• Activity list
1) Answer these questions from the abstract on aspirin priming, one line each:
(a) Which aspirin concentrations were examined in the first experiment?
(b) Which treatments were kept for comparison alongside the aspirin treatments?
(c) Which antioxidant enzymes had their activities enhanced by aspirin priming?
2) Decide whether each statement agrees with the abstract on aspirin priming. Answer yes or no, and quote the words from the abstract that decide it.
(a) Salinity stress lowered the phenolics content in wheat seedlings.
(b) Aspirin priming reduced oxidative stress in wheat seedlings.
(c) The study consisted of three independent experiments.
3) Please translate this sentence from the abstract on aspirin priming into Spanish: "Aspirin priming also significantly enhanced the activities of antioxidant enzymes (catalase, peroxidase, and superoxide dismutase), and reduced oxidative stress in wheat seedlings."

Start of Selected excerpt

Aspirin priming circumvents the salinity-induced effects on wheat emergence and seedling growth by regulating starch metabolism and antioxidant enzyme activities

Though seed priming has been emerged as an effective and pragmatic approach, efforts are being made to discover and optimize the new priming agents which are cheaper and easily accessible to the farmers. Here, we established two independent experiments, to ascertain the role of aspirin priming in salinity tolerance of wheat. In the first experiment, various concentrations of aspirin (125, 250, 375, and 500 ppm) were examined for emergence and seedling growth of wheat. A non-primed control, hydropriming, and hydrogen peroxide priming treatments were also maintained for comparison. Among the different treatments, seeds primed with 125 and 250 ppm aspirin depicted better emergence, vigorous seedling growth, and higher starch metabolism. Therefore, these treatments were further used in the second experiment under salinity stress (10 dS m^?1). Salinity stress caused delayed and erratic emergence hampered the shoot and root growth, chlorophyll contents, and enhanced the lipid peroxidation and phenolics content in wheat seedlings. However, wheat seed priming particularly with aspirin effectively alleviated the negative effects of salinity on most of the observed parameters. Aspirin priming also significantly enhanced the activities of antioxidant enzymes (catalase, peroxidase, and superoxide dismutase), and reduced oxidative stress in wheat seedlings. Vigorous growth and greater salinity tolerance of wheat seedlings derived from aspirin primed seeds were related with better starch metabolism, strong antioxidative defense system, and lower lipid peroxidation.

End of Selected excerpt
Start of Available data

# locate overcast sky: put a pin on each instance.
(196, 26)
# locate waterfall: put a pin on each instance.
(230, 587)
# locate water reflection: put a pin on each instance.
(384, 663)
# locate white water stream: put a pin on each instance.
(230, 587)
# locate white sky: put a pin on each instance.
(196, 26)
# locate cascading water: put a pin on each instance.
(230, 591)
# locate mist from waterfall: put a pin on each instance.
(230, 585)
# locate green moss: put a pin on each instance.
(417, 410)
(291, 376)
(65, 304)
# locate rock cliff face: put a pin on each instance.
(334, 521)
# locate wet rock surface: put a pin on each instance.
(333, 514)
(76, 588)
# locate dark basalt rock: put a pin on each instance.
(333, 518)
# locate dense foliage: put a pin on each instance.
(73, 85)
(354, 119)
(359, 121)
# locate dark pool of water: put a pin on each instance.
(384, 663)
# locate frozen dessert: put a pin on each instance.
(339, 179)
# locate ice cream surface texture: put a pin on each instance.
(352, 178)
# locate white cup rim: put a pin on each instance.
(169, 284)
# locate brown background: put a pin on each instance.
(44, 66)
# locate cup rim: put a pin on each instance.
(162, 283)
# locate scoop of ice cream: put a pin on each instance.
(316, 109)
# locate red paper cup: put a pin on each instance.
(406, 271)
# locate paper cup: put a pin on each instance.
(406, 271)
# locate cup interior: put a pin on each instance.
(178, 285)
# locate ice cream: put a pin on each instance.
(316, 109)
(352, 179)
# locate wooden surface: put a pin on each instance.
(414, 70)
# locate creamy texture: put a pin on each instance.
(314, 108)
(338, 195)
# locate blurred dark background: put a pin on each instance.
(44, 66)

End of Available data
Start of Available data

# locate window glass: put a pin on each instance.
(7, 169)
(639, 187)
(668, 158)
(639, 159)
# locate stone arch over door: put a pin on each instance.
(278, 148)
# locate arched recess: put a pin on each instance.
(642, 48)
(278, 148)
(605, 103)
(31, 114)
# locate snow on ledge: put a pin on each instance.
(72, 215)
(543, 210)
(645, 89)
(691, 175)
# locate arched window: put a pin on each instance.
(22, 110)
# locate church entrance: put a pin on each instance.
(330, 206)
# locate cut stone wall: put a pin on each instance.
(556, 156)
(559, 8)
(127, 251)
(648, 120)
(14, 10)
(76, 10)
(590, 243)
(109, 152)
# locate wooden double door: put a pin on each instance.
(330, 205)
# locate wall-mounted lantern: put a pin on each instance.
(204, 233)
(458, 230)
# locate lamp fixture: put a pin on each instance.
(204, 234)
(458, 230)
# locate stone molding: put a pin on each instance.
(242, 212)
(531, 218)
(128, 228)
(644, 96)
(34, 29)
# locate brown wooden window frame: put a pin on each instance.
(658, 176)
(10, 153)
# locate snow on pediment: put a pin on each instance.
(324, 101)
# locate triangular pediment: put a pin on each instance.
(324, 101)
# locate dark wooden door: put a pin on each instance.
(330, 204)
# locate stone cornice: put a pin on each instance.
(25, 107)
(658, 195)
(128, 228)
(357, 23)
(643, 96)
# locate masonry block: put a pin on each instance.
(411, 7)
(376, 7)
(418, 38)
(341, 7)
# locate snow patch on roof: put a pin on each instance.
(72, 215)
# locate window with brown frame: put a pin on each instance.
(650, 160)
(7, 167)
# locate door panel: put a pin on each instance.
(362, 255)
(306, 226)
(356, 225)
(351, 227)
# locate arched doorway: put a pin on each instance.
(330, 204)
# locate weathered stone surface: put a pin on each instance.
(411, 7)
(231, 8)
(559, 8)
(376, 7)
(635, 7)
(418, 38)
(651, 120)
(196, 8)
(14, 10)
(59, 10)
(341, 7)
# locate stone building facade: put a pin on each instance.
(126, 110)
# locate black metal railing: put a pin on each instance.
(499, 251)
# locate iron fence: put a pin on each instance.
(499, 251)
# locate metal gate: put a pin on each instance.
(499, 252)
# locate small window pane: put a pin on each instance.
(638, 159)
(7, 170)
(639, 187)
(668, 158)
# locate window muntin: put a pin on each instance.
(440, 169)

End of Available data

• Solutions to the tasks
1)
(a) 125, 250, 375, and 500 ppm
(b) A non-primed control, hydropriming, and hydrogen peroxide priming
(c) Catalase, peroxidase, and superoxide dismutase

2)
(a) No: "enhanced the lipid peroxidation and phenolics content in wheat seedlings"
(b) Yes: "and reduced oxidative stress in wheat seedlings"
(c) No: "we established two independent experiments"

3) El cebado con aspirina también aumentó significativamente las actividades de las enzimas antioxidantes (catalasa, peroxidasa y superóxido dismutasa) y redujo el estrés oxidativo en las plántulas de trigo.